Records provided:
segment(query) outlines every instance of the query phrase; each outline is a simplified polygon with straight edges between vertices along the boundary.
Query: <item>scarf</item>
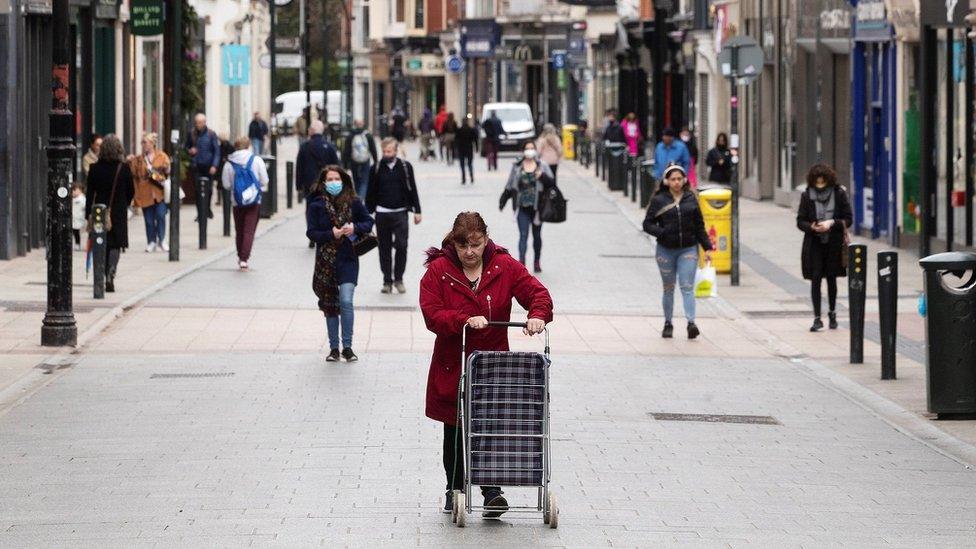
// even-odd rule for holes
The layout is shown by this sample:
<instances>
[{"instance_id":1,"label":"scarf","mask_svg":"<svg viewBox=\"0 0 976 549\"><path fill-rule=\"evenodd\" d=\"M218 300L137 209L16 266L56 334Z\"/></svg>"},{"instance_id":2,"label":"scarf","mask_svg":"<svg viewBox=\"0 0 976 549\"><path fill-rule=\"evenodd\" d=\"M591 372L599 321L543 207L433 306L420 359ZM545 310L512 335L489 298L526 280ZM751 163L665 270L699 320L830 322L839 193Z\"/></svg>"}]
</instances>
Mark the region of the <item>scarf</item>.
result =
<instances>
[{"instance_id":1,"label":"scarf","mask_svg":"<svg viewBox=\"0 0 976 549\"><path fill-rule=\"evenodd\" d=\"M817 221L826 221L834 218L835 202L833 187L824 187L823 189L811 187L810 198L813 200L813 204L817 209ZM820 233L818 236L820 237L820 242L824 244L830 240L830 233Z\"/></svg>"},{"instance_id":2,"label":"scarf","mask_svg":"<svg viewBox=\"0 0 976 549\"><path fill-rule=\"evenodd\" d=\"M352 210L349 202L342 201L340 205L333 203L329 197L324 198L325 211L328 212L332 225L342 227L352 221ZM319 298L319 310L326 317L339 316L339 282L336 280L336 253L346 237L333 239L328 244L315 247L315 270L312 275L312 290Z\"/></svg>"}]
</instances>

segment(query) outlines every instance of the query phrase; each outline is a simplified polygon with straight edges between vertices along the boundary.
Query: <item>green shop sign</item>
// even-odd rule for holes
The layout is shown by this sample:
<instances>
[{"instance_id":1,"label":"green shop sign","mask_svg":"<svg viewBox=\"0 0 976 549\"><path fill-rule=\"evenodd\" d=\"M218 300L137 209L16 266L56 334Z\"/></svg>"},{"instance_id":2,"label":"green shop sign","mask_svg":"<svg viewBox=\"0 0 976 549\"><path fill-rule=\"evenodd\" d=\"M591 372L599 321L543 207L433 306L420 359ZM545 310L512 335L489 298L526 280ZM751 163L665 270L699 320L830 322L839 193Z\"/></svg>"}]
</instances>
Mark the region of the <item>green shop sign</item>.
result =
<instances>
[{"instance_id":1,"label":"green shop sign","mask_svg":"<svg viewBox=\"0 0 976 549\"><path fill-rule=\"evenodd\" d=\"M163 0L132 0L129 28L137 36L163 34Z\"/></svg>"}]
</instances>

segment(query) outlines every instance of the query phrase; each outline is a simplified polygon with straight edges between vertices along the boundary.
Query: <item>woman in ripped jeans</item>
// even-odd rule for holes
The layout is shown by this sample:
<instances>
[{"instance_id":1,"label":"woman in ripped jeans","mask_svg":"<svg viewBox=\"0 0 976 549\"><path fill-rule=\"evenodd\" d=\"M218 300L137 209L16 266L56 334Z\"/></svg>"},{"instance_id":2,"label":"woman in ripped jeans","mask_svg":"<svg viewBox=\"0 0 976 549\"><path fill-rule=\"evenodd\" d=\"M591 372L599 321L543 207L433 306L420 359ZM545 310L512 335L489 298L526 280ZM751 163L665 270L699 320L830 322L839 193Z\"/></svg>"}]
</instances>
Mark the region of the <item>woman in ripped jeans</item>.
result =
<instances>
[{"instance_id":1,"label":"woman in ripped jeans","mask_svg":"<svg viewBox=\"0 0 976 549\"><path fill-rule=\"evenodd\" d=\"M698 208L698 197L688 184L684 168L672 164L664 169L661 186L651 198L644 218L644 231L657 238L657 266L664 282L664 330L661 336L673 337L674 284L681 289L685 318L688 319L688 339L701 333L695 324L695 269L698 267L698 246L710 259L712 242L705 232L705 220Z\"/></svg>"}]
</instances>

What is required: Give all the records again, exactly, without images.

Solution to the exercise:
segment(query) outlines every instance of the query phrase; each outline is a simplified polygon with straight edges between vertices along the boundary.
Query: <item>scarf</item>
// even-odd rule for holes
The layout is shown by this sample:
<instances>
[{"instance_id":1,"label":"scarf","mask_svg":"<svg viewBox=\"0 0 976 549\"><path fill-rule=\"evenodd\" d=\"M218 300L137 209L16 266L56 334Z\"/></svg>"},{"instance_id":2,"label":"scarf","mask_svg":"<svg viewBox=\"0 0 976 549\"><path fill-rule=\"evenodd\" d=\"M591 372L599 321L543 207L433 306L420 359ZM545 310L512 335L489 298L526 280ZM751 163L665 270L699 320L830 322L839 193Z\"/></svg>"}]
</instances>
Mark the region of the <item>scarf</item>.
result =
<instances>
[{"instance_id":1,"label":"scarf","mask_svg":"<svg viewBox=\"0 0 976 549\"><path fill-rule=\"evenodd\" d=\"M817 221L826 221L834 218L835 202L833 187L824 187L823 189L811 187L810 198L813 200L813 204L817 209ZM820 233L818 236L820 237L820 242L824 244L830 240L830 233Z\"/></svg>"},{"instance_id":2,"label":"scarf","mask_svg":"<svg viewBox=\"0 0 976 549\"><path fill-rule=\"evenodd\" d=\"M352 210L349 202L342 201L340 205L333 203L329 197L324 198L325 211L328 212L332 225L342 227L352 221ZM319 298L319 310L326 317L339 316L339 282L336 280L336 253L346 237L333 239L328 244L315 247L315 270L312 275L312 290Z\"/></svg>"}]
</instances>

segment(query) outlines every instance of the query phrase; each outline is a simplified polygon with straight edges between vertices along the boundary.
Query: <item>green shop sign</item>
// even-odd rule for holes
The layout is shown by this sample:
<instances>
[{"instance_id":1,"label":"green shop sign","mask_svg":"<svg viewBox=\"0 0 976 549\"><path fill-rule=\"evenodd\" d=\"M218 300L137 209L16 266L56 334Z\"/></svg>"},{"instance_id":2,"label":"green shop sign","mask_svg":"<svg viewBox=\"0 0 976 549\"><path fill-rule=\"evenodd\" d=\"M591 372L599 321L543 207L433 306L420 359ZM545 310L512 335L489 298L526 280ZM751 163L665 270L699 320L830 322L839 193Z\"/></svg>"}]
</instances>
Mark the region of the <item>green shop sign</item>.
result =
<instances>
[{"instance_id":1,"label":"green shop sign","mask_svg":"<svg viewBox=\"0 0 976 549\"><path fill-rule=\"evenodd\" d=\"M163 0L132 0L129 28L137 36L163 34Z\"/></svg>"}]
</instances>

segment(query) outlines every instance of the query phrase; each outline is a simplified polygon with straight edges between vertices along the boundary.
Query: <item>woman in ripped jeans</item>
// even-odd rule for holes
The layout is shown by this sample:
<instances>
[{"instance_id":1,"label":"woman in ripped jeans","mask_svg":"<svg viewBox=\"0 0 976 549\"><path fill-rule=\"evenodd\" d=\"M218 300L137 209L16 266L56 334Z\"/></svg>"},{"instance_id":2,"label":"woman in ripped jeans","mask_svg":"<svg viewBox=\"0 0 976 549\"><path fill-rule=\"evenodd\" d=\"M591 372L599 321L543 207L433 306L420 359ZM545 310L512 335L489 298L526 280ZM751 163L665 270L699 320L830 322L839 193Z\"/></svg>"}]
</instances>
Mark the region of the <item>woman in ripped jeans</item>.
result =
<instances>
[{"instance_id":1,"label":"woman in ripped jeans","mask_svg":"<svg viewBox=\"0 0 976 549\"><path fill-rule=\"evenodd\" d=\"M698 208L698 197L688 184L684 168L672 164L664 169L661 186L651 198L644 218L644 231L657 238L657 266L664 282L664 330L661 336L673 337L674 284L681 289L685 318L688 319L688 339L701 333L695 324L695 269L698 267L698 246L710 259L712 242L705 232L705 220Z\"/></svg>"}]
</instances>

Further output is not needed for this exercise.